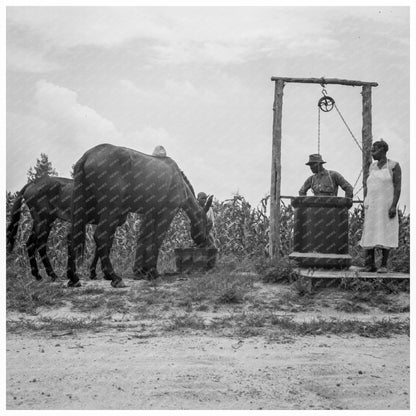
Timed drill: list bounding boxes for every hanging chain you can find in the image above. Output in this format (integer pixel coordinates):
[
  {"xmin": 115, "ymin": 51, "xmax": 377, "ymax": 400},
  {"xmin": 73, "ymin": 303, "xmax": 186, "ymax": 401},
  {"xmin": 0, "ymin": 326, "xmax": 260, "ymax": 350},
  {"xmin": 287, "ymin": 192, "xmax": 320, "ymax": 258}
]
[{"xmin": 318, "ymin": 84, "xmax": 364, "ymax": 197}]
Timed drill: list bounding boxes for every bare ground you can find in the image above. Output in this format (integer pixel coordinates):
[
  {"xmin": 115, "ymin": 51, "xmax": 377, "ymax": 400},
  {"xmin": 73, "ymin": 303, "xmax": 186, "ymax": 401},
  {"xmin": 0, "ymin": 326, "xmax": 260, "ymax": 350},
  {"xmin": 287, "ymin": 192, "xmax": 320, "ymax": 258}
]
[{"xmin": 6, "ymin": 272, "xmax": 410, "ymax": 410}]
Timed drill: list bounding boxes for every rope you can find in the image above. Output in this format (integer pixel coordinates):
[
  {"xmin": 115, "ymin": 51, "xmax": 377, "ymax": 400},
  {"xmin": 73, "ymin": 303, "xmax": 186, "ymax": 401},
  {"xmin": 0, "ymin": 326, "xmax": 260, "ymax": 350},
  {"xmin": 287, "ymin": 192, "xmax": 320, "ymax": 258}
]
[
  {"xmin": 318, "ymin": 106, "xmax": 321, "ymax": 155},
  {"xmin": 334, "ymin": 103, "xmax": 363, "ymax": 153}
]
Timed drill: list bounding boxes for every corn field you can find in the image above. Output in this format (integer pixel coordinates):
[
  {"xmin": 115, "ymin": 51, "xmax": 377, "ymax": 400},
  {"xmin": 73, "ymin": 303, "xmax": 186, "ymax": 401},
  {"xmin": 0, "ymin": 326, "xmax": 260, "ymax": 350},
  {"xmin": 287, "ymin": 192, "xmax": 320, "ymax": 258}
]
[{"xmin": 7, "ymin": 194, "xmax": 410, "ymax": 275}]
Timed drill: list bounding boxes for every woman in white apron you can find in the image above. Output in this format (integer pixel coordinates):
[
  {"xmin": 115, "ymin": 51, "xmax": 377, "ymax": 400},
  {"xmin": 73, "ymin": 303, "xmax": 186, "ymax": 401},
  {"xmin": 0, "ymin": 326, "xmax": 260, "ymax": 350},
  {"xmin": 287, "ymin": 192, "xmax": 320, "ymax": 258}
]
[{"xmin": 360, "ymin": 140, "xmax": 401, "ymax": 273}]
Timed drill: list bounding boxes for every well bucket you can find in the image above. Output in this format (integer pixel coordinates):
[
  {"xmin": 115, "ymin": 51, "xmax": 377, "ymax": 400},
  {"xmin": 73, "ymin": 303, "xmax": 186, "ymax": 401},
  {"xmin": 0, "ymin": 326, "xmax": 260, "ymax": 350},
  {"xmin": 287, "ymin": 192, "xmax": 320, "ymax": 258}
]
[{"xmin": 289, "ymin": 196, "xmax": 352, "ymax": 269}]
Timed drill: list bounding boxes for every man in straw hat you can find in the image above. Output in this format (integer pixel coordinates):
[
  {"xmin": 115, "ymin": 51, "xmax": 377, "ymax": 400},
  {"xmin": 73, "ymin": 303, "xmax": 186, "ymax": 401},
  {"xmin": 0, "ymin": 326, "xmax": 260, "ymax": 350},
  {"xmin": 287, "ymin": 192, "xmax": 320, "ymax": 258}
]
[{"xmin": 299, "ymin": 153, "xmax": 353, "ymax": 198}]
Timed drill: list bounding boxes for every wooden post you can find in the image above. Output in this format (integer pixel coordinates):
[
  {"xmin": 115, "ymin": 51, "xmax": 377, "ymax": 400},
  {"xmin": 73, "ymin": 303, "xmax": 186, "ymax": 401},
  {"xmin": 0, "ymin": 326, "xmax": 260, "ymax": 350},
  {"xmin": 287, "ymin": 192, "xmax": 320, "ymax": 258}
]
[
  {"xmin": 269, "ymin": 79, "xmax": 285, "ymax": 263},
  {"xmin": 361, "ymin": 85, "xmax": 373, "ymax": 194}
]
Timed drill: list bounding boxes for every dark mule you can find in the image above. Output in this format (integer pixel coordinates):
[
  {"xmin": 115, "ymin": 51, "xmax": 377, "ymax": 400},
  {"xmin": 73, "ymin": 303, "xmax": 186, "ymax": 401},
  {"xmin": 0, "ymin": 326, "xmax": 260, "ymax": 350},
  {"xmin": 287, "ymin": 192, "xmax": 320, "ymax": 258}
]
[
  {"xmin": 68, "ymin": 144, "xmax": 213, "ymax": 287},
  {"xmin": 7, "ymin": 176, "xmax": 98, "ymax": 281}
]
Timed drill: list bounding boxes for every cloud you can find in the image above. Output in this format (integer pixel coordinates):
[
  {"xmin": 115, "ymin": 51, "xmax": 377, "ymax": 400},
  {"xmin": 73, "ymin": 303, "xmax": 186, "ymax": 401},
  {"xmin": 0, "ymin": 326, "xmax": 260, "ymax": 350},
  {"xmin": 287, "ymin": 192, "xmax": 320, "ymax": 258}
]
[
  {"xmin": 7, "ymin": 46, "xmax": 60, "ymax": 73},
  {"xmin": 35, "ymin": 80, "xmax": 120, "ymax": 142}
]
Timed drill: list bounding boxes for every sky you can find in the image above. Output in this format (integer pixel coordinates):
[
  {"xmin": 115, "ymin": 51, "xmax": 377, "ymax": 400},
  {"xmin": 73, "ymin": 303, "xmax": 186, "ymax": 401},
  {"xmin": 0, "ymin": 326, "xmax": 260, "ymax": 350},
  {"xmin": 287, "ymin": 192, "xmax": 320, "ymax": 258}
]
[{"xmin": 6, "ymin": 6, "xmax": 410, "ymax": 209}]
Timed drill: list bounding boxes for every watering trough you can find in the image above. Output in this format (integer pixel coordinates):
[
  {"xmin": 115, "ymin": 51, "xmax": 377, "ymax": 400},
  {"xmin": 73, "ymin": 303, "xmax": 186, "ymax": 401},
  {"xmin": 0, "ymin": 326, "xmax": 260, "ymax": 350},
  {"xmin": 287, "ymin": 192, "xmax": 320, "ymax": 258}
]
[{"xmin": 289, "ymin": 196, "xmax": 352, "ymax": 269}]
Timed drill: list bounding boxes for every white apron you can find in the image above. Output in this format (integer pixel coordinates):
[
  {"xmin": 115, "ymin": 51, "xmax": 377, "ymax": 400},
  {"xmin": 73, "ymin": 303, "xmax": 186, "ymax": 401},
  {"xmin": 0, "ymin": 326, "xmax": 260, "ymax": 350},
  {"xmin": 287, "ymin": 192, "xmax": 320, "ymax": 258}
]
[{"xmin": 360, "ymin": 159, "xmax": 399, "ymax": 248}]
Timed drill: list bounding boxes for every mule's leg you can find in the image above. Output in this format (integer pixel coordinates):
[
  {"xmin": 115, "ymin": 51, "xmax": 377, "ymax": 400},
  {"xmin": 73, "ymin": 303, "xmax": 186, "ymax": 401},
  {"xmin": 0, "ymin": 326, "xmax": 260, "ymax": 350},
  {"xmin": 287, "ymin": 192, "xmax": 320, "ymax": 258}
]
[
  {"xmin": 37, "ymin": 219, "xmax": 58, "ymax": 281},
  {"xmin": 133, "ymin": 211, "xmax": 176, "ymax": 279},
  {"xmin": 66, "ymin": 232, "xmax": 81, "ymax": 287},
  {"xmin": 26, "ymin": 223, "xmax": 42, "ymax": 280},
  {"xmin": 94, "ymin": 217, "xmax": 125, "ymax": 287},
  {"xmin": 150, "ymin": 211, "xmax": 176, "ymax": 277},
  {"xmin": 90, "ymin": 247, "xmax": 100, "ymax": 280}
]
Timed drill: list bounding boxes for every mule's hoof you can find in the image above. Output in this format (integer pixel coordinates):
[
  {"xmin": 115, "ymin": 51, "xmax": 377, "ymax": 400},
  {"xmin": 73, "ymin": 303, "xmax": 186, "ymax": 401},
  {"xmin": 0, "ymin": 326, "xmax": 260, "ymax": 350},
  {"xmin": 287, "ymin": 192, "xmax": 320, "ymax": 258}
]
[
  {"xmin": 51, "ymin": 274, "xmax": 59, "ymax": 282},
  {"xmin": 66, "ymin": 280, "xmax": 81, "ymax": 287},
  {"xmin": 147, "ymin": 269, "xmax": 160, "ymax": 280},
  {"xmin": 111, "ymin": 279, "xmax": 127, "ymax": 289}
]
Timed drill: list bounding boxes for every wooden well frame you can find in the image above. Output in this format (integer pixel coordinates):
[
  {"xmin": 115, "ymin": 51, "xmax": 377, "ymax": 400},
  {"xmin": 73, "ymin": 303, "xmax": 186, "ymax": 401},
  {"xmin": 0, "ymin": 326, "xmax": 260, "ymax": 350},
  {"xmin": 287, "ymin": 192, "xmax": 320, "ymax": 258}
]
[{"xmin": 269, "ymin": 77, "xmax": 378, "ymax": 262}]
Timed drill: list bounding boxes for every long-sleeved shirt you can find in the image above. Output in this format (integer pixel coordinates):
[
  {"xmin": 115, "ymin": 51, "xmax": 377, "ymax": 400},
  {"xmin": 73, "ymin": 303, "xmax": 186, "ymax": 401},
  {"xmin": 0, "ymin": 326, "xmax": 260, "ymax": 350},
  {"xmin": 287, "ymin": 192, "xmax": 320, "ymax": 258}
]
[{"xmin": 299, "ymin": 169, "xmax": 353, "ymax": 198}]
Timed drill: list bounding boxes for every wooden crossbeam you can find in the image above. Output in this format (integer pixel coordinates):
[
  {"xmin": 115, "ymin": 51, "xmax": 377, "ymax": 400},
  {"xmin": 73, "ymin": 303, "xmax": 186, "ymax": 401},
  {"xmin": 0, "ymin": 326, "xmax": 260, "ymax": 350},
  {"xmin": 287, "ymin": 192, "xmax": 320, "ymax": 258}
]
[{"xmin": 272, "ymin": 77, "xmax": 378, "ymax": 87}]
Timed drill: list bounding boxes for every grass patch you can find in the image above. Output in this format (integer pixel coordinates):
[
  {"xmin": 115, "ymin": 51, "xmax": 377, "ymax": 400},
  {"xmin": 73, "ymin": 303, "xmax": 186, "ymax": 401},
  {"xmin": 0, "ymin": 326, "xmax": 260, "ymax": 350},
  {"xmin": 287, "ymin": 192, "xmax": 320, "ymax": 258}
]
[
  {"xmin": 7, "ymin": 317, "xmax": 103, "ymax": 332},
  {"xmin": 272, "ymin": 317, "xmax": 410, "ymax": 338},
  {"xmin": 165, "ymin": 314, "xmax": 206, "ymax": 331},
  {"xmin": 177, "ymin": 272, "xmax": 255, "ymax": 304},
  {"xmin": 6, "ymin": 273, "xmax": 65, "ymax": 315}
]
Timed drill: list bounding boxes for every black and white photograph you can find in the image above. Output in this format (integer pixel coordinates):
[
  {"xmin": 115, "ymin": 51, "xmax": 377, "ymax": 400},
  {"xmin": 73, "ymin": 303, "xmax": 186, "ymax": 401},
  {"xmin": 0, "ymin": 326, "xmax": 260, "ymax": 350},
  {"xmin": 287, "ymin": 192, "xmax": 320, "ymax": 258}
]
-------
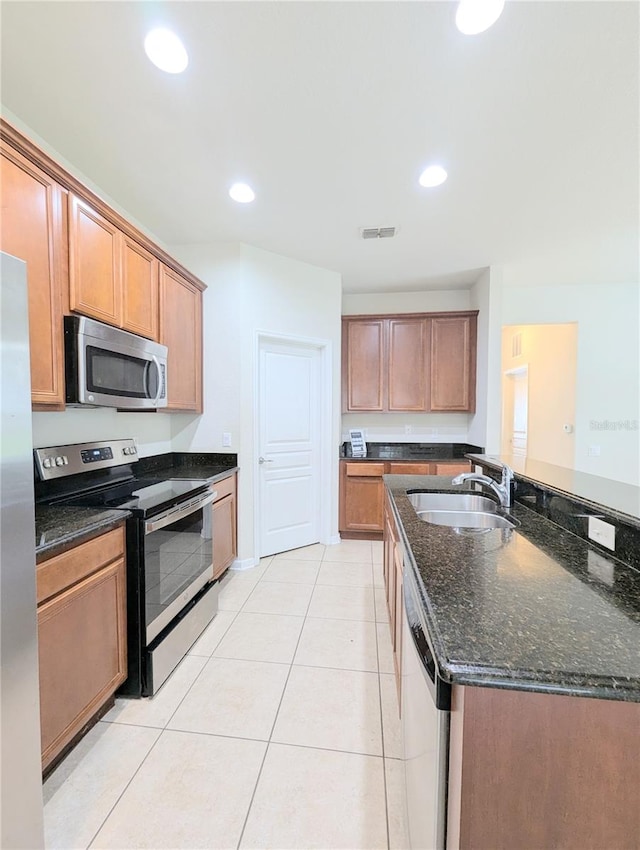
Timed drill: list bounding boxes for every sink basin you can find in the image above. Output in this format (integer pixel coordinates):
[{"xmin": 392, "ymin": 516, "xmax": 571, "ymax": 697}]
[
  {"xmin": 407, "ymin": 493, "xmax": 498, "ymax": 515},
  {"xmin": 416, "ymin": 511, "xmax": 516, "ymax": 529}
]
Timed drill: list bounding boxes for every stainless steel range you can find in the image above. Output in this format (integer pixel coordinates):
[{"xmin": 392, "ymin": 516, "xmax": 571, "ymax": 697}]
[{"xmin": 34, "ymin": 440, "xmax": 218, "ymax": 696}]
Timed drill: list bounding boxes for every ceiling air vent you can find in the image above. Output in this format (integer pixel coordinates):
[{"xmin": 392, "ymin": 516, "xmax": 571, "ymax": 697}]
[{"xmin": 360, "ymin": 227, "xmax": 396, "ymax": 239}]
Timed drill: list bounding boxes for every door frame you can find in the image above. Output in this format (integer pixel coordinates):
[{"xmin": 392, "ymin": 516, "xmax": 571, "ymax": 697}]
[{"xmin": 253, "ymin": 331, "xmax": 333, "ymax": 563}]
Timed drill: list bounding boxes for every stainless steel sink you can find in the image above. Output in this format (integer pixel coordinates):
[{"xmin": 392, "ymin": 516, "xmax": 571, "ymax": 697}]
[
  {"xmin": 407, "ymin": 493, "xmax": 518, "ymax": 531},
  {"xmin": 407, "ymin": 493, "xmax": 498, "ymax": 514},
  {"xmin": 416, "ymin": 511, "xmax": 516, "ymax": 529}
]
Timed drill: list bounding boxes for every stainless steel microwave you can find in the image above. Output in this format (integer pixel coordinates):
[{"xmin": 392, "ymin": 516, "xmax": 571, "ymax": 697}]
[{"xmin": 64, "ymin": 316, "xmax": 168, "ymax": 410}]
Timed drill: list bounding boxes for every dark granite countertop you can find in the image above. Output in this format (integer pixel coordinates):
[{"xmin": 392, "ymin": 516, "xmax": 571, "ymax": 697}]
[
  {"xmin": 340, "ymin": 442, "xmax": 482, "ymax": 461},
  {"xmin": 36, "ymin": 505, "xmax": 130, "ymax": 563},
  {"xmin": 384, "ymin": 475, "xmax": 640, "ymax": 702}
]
-------
Problem requirements: Count the lines in the material above that contain the word "stainless", matching case exactly, and reply with only the number.

Correct response: 3